• _Task requirements_
Quote everything from the line containing "Please trace the outline of every instance of the white" down to the line containing "36 105 L 45", both of those lines included.

• _Data in this exercise_
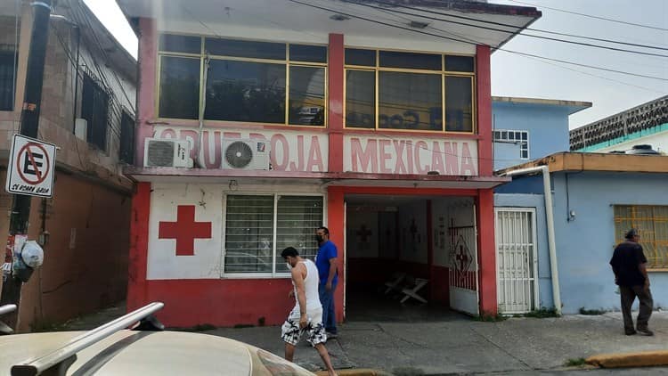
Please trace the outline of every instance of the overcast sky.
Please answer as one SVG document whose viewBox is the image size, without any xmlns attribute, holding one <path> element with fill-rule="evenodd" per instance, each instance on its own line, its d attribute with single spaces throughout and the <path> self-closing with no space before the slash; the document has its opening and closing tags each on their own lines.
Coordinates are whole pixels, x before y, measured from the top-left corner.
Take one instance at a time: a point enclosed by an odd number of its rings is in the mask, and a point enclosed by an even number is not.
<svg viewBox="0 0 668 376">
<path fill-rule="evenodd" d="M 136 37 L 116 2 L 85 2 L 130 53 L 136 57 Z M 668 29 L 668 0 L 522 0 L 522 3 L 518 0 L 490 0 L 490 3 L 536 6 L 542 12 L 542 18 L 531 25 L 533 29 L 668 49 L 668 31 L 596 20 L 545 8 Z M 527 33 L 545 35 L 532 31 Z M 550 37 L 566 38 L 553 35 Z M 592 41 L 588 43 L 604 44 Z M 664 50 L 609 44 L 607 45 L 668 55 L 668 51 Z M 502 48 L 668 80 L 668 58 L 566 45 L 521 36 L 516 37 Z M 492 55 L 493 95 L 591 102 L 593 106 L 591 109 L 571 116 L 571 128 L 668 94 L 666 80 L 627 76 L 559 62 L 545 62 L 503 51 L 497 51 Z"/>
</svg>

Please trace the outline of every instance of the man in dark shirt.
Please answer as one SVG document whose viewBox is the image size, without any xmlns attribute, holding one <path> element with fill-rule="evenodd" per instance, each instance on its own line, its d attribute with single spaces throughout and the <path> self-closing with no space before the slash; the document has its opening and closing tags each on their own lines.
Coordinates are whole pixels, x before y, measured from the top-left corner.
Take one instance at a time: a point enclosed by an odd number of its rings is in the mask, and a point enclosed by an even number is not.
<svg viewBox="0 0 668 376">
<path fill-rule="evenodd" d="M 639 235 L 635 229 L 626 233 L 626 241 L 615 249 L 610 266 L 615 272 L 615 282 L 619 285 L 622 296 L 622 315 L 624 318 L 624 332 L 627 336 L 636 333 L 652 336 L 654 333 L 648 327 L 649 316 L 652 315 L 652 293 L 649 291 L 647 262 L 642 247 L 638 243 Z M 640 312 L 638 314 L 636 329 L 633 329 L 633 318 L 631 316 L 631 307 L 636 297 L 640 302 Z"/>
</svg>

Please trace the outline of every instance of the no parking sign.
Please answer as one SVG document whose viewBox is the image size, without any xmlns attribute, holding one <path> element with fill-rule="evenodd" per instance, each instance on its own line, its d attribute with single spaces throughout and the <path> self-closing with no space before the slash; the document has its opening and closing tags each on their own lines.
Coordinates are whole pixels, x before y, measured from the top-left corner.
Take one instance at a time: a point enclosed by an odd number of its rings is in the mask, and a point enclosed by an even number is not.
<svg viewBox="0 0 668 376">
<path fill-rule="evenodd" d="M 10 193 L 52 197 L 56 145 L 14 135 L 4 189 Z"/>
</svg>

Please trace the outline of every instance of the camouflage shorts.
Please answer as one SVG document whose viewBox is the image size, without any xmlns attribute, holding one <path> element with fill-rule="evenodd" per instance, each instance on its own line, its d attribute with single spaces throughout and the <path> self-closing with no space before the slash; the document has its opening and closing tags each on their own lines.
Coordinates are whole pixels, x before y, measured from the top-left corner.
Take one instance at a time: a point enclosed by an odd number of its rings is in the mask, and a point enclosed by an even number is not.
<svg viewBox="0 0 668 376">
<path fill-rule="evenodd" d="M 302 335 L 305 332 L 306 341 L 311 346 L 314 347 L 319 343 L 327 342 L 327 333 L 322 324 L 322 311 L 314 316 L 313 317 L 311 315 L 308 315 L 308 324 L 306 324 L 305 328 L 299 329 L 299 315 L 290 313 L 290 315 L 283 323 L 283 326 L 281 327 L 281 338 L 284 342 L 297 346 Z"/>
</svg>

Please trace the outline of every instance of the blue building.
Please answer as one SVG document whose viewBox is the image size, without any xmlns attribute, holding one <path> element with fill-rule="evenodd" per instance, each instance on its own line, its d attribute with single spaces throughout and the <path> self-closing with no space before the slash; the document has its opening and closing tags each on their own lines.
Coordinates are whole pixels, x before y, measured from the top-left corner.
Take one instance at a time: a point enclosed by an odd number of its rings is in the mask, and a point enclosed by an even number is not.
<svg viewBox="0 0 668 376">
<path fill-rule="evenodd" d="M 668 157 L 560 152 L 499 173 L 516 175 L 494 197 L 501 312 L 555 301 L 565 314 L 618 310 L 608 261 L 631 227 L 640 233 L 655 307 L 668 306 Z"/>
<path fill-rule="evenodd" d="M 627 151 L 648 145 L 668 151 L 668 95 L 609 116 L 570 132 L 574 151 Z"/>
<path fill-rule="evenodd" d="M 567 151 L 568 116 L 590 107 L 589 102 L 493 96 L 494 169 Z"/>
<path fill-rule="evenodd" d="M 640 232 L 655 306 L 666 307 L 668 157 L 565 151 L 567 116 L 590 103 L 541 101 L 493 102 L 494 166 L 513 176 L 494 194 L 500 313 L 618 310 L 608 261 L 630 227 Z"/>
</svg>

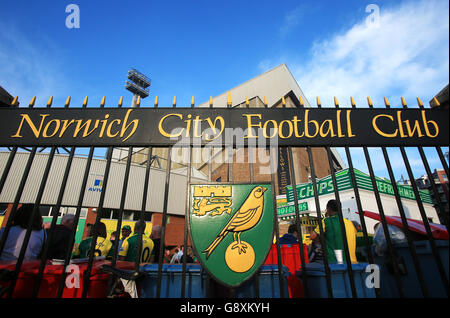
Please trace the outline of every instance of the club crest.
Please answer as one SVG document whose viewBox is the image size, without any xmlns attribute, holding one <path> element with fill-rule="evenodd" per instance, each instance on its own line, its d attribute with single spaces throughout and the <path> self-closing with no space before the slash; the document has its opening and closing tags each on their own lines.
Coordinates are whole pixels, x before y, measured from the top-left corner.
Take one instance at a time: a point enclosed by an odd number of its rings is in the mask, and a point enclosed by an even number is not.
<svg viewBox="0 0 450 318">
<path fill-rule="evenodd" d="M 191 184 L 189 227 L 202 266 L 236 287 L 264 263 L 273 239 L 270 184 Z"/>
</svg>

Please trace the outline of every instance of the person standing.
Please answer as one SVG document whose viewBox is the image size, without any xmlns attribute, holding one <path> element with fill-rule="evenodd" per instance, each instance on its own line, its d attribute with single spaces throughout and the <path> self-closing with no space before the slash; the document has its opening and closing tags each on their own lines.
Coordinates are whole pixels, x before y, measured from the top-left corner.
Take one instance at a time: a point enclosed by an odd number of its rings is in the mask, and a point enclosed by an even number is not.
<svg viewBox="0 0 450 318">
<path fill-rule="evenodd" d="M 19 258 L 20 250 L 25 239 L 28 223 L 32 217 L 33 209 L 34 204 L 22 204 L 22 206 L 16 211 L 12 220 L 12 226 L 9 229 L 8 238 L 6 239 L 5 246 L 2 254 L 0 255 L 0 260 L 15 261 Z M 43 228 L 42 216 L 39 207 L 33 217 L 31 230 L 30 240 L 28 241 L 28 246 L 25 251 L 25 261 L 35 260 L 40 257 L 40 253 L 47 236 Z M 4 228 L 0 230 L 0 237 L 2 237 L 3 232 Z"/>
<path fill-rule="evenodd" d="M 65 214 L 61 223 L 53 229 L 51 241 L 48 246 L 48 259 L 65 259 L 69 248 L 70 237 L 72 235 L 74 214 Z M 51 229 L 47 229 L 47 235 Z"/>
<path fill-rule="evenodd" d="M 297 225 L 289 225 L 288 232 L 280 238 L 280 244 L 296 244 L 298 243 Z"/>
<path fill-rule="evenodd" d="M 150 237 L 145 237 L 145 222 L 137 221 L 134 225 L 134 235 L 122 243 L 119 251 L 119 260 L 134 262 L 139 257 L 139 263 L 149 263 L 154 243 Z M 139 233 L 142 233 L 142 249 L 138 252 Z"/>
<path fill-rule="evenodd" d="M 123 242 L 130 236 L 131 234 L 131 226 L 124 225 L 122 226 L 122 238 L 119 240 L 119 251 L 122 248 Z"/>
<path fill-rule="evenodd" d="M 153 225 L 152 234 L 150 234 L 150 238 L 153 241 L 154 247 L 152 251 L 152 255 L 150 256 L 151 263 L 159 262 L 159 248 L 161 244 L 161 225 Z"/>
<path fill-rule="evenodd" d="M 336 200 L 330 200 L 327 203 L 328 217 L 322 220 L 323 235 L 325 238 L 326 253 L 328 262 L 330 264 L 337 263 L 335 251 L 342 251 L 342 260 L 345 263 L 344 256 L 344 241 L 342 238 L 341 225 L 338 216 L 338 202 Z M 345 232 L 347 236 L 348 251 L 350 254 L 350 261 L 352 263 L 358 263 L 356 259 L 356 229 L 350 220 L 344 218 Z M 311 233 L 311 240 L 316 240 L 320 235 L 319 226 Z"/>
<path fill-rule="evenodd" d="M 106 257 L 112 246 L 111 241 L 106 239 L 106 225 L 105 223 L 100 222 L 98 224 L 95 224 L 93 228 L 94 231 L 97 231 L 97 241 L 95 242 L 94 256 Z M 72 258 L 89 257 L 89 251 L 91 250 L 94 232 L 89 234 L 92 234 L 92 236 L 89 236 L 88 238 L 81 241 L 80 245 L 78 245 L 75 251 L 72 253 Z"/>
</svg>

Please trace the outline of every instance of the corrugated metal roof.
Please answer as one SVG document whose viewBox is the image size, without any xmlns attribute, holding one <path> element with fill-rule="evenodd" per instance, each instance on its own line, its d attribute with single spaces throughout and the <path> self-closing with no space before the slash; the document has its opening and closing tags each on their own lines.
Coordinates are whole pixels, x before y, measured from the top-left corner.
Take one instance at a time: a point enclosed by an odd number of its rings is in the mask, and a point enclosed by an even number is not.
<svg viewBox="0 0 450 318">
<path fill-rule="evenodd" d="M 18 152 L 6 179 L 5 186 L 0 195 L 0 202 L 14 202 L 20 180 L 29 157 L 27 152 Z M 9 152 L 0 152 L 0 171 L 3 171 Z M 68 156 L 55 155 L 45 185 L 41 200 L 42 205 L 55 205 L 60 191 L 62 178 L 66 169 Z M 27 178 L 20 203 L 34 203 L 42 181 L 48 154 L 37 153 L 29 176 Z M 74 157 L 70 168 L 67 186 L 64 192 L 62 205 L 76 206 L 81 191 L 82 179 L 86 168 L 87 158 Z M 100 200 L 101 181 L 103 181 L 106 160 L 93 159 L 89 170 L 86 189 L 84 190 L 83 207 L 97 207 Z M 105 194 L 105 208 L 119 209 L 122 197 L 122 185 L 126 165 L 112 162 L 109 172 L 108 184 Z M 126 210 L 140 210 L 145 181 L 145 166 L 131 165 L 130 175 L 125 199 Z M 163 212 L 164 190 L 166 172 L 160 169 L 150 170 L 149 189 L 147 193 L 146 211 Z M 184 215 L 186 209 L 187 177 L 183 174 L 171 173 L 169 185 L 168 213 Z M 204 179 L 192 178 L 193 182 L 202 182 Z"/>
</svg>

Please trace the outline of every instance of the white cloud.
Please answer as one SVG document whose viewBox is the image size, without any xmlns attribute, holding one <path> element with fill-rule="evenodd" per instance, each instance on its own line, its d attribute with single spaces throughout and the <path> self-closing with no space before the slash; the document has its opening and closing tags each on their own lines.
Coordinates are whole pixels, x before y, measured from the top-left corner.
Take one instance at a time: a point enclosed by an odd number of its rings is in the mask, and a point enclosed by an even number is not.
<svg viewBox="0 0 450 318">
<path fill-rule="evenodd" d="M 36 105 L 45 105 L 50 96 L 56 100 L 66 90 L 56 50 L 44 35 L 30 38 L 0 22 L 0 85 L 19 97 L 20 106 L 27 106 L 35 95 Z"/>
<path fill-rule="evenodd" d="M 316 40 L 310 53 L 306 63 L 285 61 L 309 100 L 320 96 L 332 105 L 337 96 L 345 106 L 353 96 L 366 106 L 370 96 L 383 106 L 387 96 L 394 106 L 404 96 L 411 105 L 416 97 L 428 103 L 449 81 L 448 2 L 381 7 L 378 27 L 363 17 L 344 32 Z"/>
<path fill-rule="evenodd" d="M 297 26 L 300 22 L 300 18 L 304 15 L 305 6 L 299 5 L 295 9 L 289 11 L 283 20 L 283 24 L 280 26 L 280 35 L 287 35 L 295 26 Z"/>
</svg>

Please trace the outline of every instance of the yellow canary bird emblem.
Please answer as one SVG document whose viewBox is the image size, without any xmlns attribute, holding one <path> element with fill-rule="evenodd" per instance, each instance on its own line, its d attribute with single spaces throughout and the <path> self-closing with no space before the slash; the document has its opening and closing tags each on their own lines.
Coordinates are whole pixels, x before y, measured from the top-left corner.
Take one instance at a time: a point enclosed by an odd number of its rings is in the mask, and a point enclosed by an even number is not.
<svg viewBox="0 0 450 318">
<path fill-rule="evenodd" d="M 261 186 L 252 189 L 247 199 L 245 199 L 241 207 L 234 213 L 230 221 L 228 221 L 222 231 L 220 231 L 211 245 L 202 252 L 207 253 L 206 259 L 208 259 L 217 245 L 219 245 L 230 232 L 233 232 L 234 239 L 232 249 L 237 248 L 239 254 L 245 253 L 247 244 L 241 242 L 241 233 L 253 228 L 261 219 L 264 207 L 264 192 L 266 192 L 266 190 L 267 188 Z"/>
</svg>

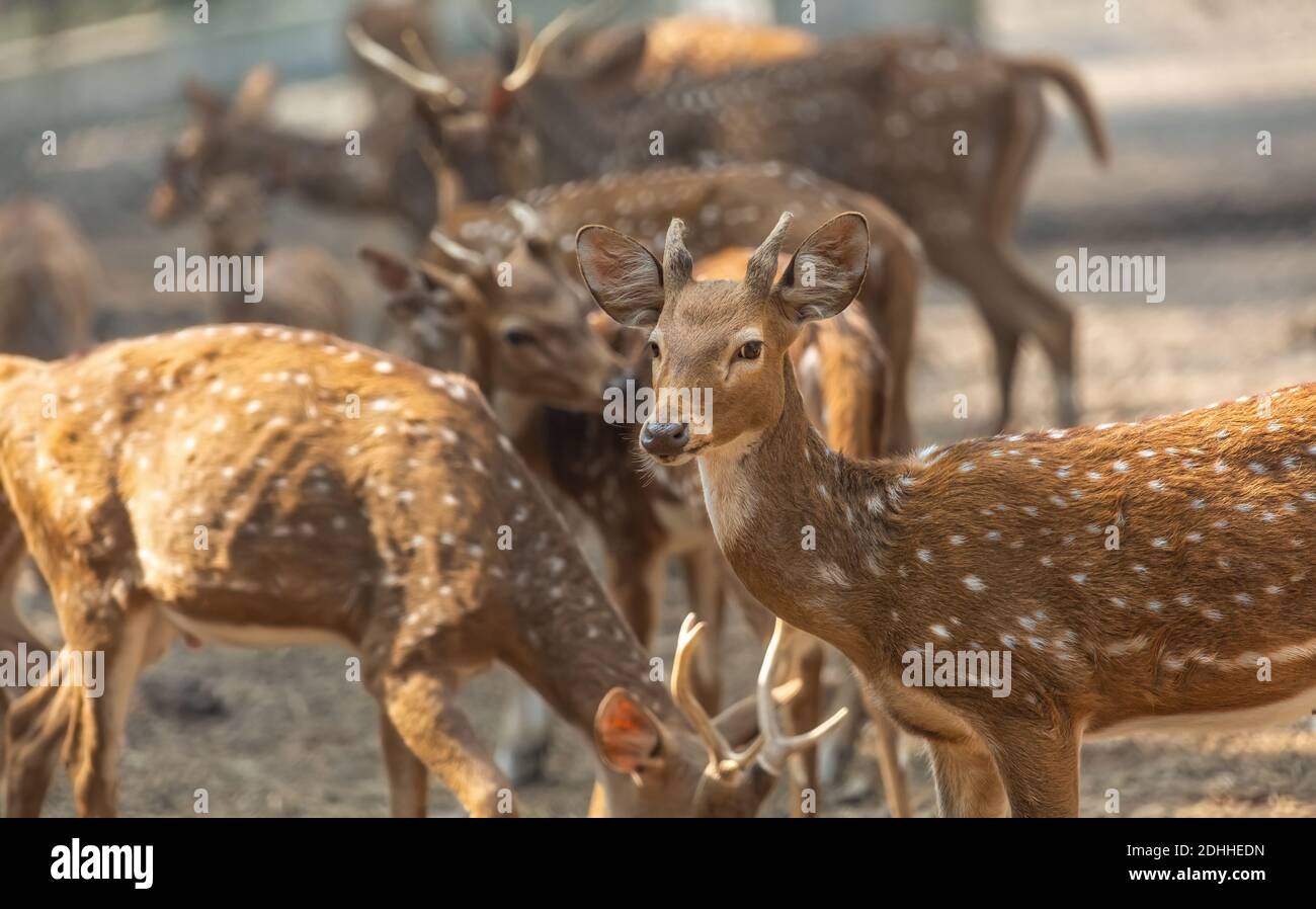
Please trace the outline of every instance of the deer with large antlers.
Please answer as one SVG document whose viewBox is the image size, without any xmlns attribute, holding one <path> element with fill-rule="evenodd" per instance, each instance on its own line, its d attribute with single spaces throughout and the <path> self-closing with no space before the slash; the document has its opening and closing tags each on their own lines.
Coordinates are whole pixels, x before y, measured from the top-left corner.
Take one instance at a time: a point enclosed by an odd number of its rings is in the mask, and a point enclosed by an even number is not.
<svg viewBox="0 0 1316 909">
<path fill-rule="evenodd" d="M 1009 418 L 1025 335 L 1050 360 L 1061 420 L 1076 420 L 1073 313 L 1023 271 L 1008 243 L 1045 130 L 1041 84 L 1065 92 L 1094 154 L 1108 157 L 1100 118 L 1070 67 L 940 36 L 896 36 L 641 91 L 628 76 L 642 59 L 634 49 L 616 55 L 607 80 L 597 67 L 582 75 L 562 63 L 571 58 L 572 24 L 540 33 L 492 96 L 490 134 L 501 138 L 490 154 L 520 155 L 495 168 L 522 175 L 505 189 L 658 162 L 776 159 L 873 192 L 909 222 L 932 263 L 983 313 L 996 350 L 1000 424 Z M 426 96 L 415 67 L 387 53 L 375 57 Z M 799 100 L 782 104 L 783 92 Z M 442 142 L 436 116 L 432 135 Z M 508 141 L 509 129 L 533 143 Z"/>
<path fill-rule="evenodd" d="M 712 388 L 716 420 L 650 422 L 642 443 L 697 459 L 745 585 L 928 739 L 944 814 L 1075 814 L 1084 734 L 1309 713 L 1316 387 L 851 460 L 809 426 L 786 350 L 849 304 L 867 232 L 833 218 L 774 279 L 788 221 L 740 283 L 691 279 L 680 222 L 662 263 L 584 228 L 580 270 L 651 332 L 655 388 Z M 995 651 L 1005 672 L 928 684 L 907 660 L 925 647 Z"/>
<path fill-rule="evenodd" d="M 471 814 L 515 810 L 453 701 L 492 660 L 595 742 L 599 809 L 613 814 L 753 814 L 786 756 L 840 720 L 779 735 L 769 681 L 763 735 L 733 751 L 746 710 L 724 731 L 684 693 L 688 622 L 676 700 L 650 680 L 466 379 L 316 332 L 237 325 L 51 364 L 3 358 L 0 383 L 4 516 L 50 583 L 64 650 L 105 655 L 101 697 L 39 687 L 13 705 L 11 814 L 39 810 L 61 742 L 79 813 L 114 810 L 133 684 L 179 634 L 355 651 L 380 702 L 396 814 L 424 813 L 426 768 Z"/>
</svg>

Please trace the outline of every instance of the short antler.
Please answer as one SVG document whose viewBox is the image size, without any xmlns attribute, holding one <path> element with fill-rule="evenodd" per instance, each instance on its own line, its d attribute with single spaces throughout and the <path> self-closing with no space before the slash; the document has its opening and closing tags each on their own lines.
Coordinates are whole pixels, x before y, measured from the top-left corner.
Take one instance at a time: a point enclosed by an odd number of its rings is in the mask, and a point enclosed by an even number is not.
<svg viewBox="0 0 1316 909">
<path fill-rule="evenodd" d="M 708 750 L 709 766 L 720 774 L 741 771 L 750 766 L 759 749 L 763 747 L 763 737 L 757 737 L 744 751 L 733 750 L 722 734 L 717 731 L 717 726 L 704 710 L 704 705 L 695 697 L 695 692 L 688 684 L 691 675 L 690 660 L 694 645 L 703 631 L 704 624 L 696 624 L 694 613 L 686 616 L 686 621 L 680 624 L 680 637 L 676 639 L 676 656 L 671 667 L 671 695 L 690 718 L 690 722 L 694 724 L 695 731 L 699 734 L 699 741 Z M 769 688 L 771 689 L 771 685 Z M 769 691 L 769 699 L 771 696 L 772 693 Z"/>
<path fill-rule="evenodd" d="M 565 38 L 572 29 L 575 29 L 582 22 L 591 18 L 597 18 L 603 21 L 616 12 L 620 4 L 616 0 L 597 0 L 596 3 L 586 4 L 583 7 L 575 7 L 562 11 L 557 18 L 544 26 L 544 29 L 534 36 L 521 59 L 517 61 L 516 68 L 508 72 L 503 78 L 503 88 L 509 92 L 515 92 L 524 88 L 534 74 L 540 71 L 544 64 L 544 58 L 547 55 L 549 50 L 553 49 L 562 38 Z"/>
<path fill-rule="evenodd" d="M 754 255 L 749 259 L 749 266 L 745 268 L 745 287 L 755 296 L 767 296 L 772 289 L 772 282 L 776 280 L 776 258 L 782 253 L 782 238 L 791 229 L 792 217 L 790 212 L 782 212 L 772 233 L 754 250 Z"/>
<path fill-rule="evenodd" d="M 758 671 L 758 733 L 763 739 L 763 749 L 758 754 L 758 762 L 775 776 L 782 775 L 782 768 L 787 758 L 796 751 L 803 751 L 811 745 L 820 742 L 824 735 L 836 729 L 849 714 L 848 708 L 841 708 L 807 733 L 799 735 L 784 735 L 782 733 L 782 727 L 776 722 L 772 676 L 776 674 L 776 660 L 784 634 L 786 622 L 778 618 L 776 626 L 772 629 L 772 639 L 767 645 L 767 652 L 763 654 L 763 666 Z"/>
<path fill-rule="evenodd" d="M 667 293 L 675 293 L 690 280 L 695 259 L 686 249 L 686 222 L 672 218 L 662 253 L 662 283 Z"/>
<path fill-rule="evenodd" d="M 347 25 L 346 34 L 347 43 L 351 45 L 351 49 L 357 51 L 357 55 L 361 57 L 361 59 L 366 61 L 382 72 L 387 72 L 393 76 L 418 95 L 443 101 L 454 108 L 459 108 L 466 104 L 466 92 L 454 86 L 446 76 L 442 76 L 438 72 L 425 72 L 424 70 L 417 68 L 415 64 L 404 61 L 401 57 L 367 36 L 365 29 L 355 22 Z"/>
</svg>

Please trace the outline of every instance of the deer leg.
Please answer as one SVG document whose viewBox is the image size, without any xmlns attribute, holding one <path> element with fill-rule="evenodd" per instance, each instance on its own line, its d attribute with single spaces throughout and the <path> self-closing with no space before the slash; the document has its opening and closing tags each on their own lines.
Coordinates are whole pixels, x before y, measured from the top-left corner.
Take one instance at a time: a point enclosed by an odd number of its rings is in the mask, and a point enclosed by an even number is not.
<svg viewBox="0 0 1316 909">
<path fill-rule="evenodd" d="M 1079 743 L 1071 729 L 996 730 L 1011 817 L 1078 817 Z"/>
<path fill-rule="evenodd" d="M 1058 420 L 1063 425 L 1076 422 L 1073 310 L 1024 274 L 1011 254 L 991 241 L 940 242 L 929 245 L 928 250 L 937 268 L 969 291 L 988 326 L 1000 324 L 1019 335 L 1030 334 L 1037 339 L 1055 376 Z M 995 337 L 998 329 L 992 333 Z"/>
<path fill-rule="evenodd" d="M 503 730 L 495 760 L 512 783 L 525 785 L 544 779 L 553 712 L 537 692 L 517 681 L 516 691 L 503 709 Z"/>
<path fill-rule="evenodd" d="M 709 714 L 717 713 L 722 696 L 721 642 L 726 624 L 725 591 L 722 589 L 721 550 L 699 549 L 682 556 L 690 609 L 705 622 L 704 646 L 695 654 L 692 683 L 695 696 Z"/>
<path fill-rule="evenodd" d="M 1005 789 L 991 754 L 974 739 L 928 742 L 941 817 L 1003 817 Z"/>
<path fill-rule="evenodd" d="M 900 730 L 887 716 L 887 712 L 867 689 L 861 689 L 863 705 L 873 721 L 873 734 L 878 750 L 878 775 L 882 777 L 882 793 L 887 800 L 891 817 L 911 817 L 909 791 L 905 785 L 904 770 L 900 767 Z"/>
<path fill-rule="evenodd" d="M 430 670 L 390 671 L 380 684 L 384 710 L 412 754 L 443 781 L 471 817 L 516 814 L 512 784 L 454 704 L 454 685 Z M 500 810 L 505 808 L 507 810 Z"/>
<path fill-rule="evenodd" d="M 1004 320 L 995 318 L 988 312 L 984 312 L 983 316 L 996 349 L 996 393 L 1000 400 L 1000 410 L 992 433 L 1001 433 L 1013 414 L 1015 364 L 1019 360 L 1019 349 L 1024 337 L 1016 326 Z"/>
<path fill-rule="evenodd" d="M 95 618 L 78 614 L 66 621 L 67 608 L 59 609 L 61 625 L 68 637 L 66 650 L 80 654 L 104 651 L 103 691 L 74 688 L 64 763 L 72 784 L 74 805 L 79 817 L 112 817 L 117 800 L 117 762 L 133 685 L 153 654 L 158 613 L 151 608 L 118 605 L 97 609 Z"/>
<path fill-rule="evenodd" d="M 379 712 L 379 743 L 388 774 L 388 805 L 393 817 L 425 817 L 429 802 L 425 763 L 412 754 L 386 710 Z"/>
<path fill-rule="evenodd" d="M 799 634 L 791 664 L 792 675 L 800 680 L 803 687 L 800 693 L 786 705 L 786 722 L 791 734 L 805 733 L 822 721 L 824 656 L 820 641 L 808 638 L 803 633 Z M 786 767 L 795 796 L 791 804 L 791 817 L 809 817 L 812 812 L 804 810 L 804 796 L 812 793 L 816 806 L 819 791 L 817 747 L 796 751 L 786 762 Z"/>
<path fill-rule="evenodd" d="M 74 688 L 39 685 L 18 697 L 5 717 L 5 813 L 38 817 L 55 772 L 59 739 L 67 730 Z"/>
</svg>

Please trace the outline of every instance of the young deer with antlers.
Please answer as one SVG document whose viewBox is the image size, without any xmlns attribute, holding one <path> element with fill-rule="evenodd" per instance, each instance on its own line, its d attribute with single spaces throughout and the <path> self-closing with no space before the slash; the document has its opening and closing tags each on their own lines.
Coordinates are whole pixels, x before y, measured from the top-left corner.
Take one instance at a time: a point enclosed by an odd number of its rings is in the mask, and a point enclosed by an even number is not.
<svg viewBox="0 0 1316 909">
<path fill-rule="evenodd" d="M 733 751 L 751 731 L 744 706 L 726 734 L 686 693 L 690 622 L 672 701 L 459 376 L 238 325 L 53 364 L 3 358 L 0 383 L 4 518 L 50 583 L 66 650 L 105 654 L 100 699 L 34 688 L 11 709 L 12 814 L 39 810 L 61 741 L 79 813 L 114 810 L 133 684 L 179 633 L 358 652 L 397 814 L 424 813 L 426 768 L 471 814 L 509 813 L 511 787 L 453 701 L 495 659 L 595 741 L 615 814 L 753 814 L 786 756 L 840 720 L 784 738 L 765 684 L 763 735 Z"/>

• _Solution for this problem_
Please trace the outline of every instance of the white cloud.
Please answer as one SVG document whose viewBox is the image size, without any xmlns attribute, holding one <path> element with fill-rule="evenodd" per instance, each instance on its own line, its d attribute with single spaces throughout and the <path> self-closing with no space before the slash; the document has its opening and closing tags each on their own lines.
Coordinates are whole pixels, x before y, measured from the top-left corner.
Take one instance at a time: a point enclosed by an odd number of its rings is in the mask, and a point enclosed by an even number is not.
<svg viewBox="0 0 450 318">
<path fill-rule="evenodd" d="M 36 105 L 45 105 L 50 96 L 56 100 L 66 90 L 56 50 L 44 35 L 30 38 L 0 22 L 0 85 L 19 97 L 20 106 L 27 106 L 35 95 Z"/>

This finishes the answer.